EXTRAIT DE PAGE —
'''

La profondeur est aussi une limitation à considérer. Les chirurgiens font bien attention de ne pas promettre une profondeur spécifique, entre autres parce que le résultat dépend des tissus disponibles, du processus de guérison et de la qualité des soins post-opératoires, mais il ne faut pas non plus se le cacher, tous les vagins ont une profondeur maximale, qu’ils appartiennent à une personne cisgenre ou transgenre. Une personne ou un jouet trop long va donc se rendre jusqu’au fond et c’est ici qu’il faut faire attention. Une fois la guérison bien terminée, il restera que le « fond » de ton vagin va possiblement avoir une certaine sensibilité s’il est poussé trop fortement ou trop brusquement. Tout dépend de la personne, je crois, et ce n’est pas un sujet sur lequel il y a des tonnes de données. Note que pour les femmes cisgenres, une insertion trop grande peut aussi faire mal lorsqu’elle atteint le fond. La seule différence est que pour la femme cisgenre, le fond est le col de son utérus. Pour toi, il y aura un fond, c’est tout.

'''

DONNÉES FOURNIES —
'''

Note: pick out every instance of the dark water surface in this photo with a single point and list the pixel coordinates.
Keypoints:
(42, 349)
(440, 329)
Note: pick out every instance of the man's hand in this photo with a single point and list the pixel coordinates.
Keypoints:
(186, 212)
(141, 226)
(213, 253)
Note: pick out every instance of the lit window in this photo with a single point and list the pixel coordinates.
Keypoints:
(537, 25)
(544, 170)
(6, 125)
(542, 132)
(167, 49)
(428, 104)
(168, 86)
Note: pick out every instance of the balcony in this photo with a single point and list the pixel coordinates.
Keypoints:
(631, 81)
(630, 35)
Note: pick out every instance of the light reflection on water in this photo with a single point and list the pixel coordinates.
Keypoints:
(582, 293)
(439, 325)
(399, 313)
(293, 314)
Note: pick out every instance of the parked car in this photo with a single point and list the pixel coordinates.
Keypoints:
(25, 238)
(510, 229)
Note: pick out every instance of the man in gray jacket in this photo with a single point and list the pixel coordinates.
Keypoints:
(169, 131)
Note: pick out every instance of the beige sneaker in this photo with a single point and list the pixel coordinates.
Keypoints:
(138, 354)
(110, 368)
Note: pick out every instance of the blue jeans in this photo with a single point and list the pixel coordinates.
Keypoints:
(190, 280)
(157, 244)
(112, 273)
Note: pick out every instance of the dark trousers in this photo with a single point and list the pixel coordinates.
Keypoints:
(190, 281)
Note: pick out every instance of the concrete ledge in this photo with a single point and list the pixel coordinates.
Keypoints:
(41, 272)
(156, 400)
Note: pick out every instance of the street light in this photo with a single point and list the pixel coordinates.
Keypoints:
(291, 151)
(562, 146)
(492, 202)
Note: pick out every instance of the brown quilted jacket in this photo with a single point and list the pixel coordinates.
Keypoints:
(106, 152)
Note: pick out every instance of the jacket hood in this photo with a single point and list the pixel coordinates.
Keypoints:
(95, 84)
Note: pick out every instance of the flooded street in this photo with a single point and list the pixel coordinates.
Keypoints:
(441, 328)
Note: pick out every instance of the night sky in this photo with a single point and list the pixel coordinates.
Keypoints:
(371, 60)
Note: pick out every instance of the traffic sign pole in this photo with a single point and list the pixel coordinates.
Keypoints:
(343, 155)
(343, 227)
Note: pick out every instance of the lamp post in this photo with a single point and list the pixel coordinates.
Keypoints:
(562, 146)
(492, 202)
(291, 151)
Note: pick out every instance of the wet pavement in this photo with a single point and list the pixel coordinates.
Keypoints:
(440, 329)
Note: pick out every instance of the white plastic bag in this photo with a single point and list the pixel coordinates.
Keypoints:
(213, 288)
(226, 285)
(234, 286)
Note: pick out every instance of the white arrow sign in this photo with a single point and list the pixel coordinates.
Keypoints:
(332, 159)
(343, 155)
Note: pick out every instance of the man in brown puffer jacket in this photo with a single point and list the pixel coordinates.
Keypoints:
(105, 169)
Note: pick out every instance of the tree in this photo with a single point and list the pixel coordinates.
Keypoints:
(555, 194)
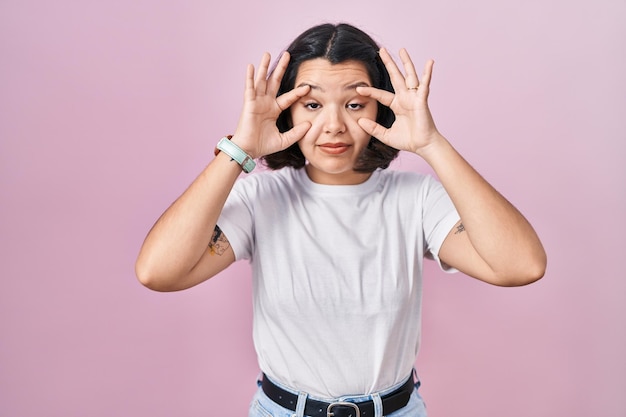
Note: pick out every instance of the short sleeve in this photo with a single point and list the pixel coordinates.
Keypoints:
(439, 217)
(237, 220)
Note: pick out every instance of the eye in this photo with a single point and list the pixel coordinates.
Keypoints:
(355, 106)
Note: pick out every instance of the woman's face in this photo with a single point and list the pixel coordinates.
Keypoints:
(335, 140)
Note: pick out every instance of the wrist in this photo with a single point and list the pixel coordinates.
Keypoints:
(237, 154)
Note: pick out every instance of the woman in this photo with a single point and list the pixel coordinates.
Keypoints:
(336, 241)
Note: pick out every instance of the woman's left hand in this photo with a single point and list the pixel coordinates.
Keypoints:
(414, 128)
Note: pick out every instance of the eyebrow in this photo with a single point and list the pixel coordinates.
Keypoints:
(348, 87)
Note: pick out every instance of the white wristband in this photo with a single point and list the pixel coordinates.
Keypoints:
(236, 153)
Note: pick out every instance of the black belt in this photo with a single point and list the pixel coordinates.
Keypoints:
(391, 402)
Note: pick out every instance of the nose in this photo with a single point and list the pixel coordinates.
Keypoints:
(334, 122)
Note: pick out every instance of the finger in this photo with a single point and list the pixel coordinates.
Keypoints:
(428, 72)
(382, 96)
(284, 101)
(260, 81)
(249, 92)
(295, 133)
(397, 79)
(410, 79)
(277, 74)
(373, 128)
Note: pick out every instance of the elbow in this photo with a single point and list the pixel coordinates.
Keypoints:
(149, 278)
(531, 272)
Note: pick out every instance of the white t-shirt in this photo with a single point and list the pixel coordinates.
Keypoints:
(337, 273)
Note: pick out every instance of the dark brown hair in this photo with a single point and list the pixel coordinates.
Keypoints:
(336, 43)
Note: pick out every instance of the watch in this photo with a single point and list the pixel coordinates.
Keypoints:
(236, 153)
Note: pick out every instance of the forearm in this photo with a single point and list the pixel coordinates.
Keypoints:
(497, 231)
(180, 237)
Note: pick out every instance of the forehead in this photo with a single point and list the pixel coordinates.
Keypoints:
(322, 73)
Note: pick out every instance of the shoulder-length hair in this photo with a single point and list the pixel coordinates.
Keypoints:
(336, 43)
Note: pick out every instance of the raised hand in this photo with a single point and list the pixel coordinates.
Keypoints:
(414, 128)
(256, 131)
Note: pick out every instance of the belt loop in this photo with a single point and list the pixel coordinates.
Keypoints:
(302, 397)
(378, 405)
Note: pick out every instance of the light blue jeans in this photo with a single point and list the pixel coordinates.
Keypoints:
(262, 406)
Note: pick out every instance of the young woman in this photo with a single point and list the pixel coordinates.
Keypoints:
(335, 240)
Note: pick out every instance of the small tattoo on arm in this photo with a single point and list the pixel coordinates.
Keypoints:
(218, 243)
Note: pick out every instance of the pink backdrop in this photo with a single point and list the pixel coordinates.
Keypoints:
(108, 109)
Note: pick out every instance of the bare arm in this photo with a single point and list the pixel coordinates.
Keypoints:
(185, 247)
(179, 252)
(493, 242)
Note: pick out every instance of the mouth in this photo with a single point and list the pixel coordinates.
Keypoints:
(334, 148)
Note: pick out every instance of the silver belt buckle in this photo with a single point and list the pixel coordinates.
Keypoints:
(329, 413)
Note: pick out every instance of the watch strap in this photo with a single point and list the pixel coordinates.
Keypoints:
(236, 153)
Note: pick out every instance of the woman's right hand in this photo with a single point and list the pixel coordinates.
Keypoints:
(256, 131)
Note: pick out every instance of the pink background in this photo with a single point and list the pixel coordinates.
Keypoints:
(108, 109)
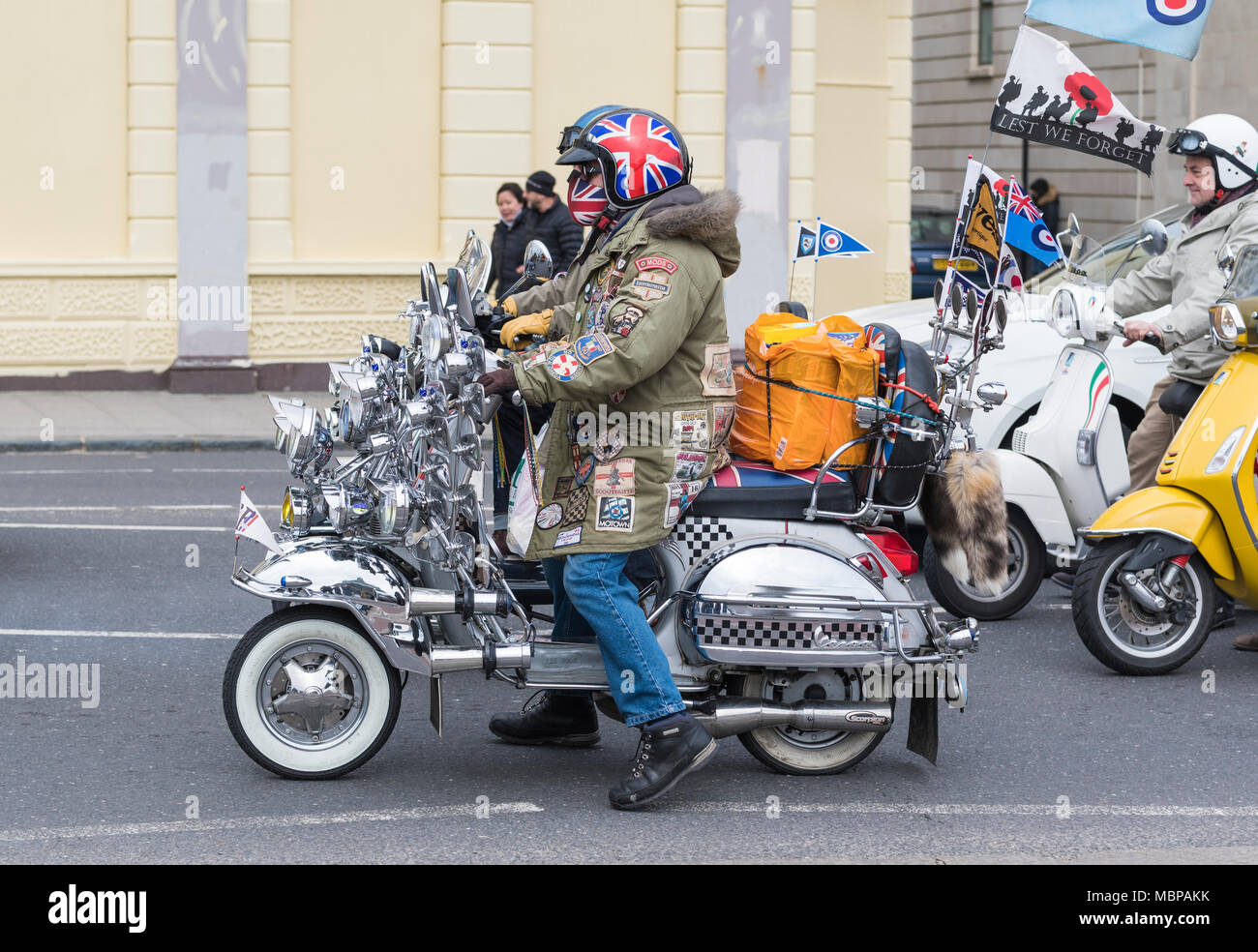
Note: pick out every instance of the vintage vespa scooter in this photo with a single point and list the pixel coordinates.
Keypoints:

'''
'''

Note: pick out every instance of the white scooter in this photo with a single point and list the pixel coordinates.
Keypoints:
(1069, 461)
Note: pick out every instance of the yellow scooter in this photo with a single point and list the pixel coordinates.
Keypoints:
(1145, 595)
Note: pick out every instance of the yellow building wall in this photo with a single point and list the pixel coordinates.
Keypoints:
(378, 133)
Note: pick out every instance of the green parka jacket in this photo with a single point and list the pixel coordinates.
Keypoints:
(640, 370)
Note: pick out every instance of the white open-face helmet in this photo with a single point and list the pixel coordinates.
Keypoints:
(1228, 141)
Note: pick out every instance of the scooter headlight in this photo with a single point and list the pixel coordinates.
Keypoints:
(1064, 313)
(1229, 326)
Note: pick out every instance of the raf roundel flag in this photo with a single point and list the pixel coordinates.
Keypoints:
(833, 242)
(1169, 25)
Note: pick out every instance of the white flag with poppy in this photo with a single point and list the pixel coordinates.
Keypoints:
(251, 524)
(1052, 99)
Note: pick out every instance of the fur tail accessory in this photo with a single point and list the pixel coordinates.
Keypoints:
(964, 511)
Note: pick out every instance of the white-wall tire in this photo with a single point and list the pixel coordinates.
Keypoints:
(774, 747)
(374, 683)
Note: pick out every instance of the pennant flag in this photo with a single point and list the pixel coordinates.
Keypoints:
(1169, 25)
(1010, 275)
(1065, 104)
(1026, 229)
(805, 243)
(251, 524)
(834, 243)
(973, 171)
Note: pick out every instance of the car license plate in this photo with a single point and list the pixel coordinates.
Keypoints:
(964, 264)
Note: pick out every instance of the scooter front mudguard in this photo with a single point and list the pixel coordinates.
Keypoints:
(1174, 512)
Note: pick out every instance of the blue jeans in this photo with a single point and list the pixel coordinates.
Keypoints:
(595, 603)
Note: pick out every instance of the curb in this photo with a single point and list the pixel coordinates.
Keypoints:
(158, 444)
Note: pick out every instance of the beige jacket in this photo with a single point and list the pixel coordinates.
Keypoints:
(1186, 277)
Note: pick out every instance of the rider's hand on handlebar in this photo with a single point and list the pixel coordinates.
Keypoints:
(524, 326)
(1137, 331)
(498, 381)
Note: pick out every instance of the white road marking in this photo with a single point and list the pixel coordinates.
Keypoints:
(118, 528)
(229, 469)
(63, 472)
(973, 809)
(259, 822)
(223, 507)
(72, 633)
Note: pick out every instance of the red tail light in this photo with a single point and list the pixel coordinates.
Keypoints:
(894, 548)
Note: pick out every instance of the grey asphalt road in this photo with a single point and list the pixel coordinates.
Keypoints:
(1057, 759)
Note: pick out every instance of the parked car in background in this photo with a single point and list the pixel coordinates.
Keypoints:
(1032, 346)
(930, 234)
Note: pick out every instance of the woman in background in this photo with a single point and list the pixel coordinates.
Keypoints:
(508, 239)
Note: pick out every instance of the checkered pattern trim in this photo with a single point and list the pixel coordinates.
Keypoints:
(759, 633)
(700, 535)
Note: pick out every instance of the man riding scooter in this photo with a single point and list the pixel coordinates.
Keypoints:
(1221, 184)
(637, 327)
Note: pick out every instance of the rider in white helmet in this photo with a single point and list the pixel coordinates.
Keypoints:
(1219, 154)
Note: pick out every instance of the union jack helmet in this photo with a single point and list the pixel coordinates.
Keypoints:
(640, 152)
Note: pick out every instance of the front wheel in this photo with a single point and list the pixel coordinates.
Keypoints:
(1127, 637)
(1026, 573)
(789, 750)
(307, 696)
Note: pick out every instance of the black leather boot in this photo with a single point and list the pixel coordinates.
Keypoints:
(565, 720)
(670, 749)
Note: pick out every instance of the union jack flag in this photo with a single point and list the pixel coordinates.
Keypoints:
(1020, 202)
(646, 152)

'''

CONSIGNE — Traduisez en anglais cette phrase de l'extrait de page : « La seule différence est que pour la femme cisgenre, le fond est le col de son utérus. »

RÉPONSE FINALE — The only difference is that for a cisgender woman, the end is her cervix.